▸ **Task set**:
1 – From the ARM lab page below, list the instructions that compare values or test bit patterns and update the condition flags without storing a result.
2 – Say whether each statement agrees with the ARM lab page below, and quote the words that decide it. (a) The comparison and test instructions store their result in a register. (b) TST and TEQ are logical bitwise comparisons. (c) The experiment is carried out on the ARM Cortex-M4 processor.

▸ **Text extract**:
* * * * *

Skip to content

Experiment 3: Control Flow and Subroutines ​

Complete Lab Manual

For the complete experiment including learning objectives, theoretical background, and detailed explanations, download the PDF manual: Download Experiment 3 PDF

Learning Objectives ​

After completing this experiment, you will be able to:

  • Implement conditional and unconditional branching using ARM branch instructions.
  • Design and implement loop constructs (for, while) using compare and branch instructions.
  • Create and call procedures with proper parameter passing and return mechanisms.
  • Manage the stack for local variables, parameter passing, and nested procedure calls.
  • Apply the ARM Procedure Call Standard (AAPCS) to ensure correct register usage and calling conventions.

Experiment Overview ​

This experiment introduces program control flow, procedure implementation, and stack management on the ARM Cortex-M4 processor. You will implement conditional branches and loops, write procedures following the ARM Procedure Call Standard (AAPCS), and handle nested calls with parameter passing using the stack. By the end of this lab, you will understand how to create modular assembly programs with proper control flow, calling conventions, and stack management.

Theoretical Background ​

Flow Control ​

Flow control instructions alter the sequential execution of instructions by changing the program counter (PC). These instructions enable the implementation of conditional statements, loops, and procedure calls.

Condition Evaluation ​

Before implementing control flow, we must understand how to evaluate conditions and set processor flags. ARM provides dedicated instructions for comparing values and testing bit patterns that update the condition flags without storing results.

Instr.SyntaxDescription / Usage
CMPCMP Rn, Operand2Compare Rn with Operand2 (Rn - Operand2); updates flags (Z, N, C, V).
CMNCMN Rn, Operand2Compare negative (Rn + Operand2); used for checking against negative values.
TSTTST Rn, Operand2Logical AND test (Rn AND Operand2); sets Z if all tested bits are 0.
TEQTEQ Rn, Operand2Logical XOR test (Rn EOR Operand2); sets Z if operands are equal.

Usage Notes:

  • These instructions only affect the condition flags (N, Z, C, V) — they do not store a result.
  • CMP/CMN are arithmetic comparisons; TST/TEQ are logical bitwise comparisons.
  • Many data-processing instructions can update flags by appending S (e.g., ADDS, SUBS).
  • Common use: immediately followed by conditional branches such as BEQ, BNE, BGT, etc.

Examples:

asm
    CMP     R0, #10          ; Compare R0 with 10
    BLT     LessThan10       ; Branch if R0 < 10
    BGE     GreaterOrEqual   ; Otherwise, R0 >= 10
asm
    MOV     R1, #0x12        ; R1 = 0001 0010b
    TST     R1, #0x10        ; Test if bit 4 is set
    BEQ     BitClear         ; Branch if bit 4 = 0 (Z=1)
    BNE     BitSet           ; Branch if bit 4 = 1 (Z=0)

* * * * *

▸ **Rows**:
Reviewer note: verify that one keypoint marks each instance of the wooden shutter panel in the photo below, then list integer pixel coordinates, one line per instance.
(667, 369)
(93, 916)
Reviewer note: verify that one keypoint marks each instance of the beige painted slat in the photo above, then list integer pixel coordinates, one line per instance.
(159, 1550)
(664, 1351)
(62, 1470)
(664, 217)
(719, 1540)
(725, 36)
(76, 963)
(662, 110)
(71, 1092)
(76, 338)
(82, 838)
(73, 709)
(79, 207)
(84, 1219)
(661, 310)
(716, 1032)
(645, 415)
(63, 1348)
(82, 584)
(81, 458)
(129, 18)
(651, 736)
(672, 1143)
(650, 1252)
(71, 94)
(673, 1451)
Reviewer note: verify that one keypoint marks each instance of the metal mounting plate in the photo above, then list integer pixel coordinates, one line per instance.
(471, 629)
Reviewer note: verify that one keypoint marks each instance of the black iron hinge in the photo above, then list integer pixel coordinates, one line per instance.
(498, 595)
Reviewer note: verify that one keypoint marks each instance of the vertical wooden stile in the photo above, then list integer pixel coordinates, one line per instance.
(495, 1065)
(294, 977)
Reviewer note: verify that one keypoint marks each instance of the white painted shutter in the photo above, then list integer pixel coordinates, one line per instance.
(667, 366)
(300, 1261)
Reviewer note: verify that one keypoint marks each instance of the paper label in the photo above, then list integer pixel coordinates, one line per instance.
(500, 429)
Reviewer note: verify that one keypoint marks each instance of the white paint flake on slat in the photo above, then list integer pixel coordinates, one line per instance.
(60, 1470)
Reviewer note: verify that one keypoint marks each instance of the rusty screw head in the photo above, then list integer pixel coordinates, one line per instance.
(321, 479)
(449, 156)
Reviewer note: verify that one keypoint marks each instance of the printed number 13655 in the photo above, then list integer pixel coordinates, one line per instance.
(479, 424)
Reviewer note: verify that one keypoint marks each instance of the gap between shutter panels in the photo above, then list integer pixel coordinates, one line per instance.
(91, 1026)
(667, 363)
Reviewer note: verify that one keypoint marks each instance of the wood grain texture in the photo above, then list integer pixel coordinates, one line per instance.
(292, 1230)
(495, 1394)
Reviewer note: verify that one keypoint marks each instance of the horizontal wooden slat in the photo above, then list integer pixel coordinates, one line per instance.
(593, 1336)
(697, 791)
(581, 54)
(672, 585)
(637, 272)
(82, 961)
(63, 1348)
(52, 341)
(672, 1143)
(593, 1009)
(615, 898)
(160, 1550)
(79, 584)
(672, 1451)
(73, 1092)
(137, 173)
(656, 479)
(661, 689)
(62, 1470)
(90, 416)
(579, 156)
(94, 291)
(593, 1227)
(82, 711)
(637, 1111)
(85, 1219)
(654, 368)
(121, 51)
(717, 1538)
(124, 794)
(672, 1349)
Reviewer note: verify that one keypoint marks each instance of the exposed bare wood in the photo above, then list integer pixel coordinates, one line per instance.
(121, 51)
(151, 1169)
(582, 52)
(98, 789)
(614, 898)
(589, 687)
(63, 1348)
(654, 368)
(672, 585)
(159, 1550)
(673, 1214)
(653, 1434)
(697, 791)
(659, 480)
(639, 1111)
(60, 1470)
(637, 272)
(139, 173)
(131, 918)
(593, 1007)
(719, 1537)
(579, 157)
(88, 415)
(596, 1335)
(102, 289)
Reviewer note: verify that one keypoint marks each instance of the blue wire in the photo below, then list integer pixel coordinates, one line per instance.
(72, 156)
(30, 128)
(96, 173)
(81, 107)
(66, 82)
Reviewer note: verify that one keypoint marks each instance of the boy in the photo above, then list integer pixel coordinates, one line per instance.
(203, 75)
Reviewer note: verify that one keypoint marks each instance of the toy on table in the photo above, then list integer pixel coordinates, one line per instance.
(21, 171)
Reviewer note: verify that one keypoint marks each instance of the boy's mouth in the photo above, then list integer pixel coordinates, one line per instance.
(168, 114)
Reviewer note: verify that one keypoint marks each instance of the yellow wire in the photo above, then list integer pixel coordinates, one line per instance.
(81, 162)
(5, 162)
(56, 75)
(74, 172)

* * * * *

▸ **Answers for the exercise**:
1 – CMP, CMN, TST, TEQ

2 –
(a) No: "they do not store a result."
(b) Yes: "TST/TEQ are logical bitwise comparisons."
(c) Yes: "stack management on the ARM Cortex-M4 processor."